*How to complete this task*: Pick up the report below on the U.S. Green Building Council's agreement with the Clinton Climate Initiative and continue it after its final sentence.

WASHINGTON, D.C.—The U.S. Green Building Council (USGBC) has signed a Memorandum of Understanding with the Clinton Climate Initiative (CCI) to engage the largest cities in the world through the Large Cities Climate Leadership Group and provide them with the tools to become leaders in energy efficiency and green building strategies, which will result in the reduction of carbon emissions.

CCI is focusing on three key deliverables: improving green purchasing power; mobilizing and deploying technical expertise; and implementing common measurement tools in the areas of buildings, power and water; and transportation. CCI, a program of the Clinton Foundation, launched last week in Los Angeles.

As a partner in the CCI’s effort, USGBC will provide technical assistance and expertise in green building practices, engaging the World Green Building Council (WGBC), and mobilizing leading green building experts from around the globe with the goal of increasing the inventory of green buildings around the world. Other partners in the Clinton Climate Initiative include the American Society of Heating, Refrigerating and Air-Conditioning Engineers (ASHRAE), the Alliance to Save Energy, and the International Council for Local Environmental Initiatives.

The initiative was launched last week at a news conference in Los Angeles, where Former President Clinton was joined by London Mayor Ken Livingstone, Los Angeles Mayor Antonio Villaraigosa, San Francisco Mayor Gavin Newsom and British Prime Minister Tony Blair. USGBC’s President, Rick Fedrizzi, was also in attendance.

*Extracted entries*:
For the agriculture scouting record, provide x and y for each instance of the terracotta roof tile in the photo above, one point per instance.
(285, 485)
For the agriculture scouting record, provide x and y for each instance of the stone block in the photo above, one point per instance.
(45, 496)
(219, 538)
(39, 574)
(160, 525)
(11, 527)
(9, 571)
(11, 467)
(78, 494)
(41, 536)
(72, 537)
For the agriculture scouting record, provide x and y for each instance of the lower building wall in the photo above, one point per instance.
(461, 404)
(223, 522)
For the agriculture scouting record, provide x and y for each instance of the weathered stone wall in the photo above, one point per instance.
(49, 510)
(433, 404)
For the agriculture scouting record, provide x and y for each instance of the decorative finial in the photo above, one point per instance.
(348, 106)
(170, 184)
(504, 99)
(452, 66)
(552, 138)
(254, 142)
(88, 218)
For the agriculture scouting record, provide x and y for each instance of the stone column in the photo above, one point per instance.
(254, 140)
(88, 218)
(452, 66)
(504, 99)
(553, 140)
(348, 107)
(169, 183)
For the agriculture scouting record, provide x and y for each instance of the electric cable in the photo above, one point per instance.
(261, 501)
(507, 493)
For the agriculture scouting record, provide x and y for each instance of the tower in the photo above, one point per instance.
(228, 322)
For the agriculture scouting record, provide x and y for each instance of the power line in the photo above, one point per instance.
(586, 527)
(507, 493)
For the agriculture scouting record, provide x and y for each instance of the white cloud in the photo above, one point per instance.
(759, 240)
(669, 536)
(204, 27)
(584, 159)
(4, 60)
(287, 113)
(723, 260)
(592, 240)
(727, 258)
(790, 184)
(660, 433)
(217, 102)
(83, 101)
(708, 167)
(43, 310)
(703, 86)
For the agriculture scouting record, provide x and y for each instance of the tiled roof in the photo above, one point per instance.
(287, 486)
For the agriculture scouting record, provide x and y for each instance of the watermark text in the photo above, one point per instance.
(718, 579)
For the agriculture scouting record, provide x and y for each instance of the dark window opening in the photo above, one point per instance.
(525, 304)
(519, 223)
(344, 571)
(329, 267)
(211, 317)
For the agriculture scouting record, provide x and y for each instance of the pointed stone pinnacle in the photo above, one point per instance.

*Exercise result*:
“Green building is a local activity that delivers global solutions,” says Fedrizzi, who also is c.e.o. and founding chair of USGBC. “Our partnership with the Clinton Climate Initiative is an unprecedented opportunity to work collaboratively with the World Green Building Council and share what we’ve learned with other communities around the world.

“Buildings that use the council’s LEED green building rating system as their benchmark for green building deliver immediate and measurable results through energy, water, and material efficiency; stronger financial performance; and better health and productivity for the people who live and work in them,” Fedrizzi says. “Cities that embrace and encourage green building practices reap the same immediate and measurable results, including a healthier balance sheet, a healthier environment, and healthier people.”

The USGBC’s LEED green building rating system has been cited by many as the catalyst for the explosive growth in green building over the past six years, and is already in use in every state in the United States and more than 20 countries around the world.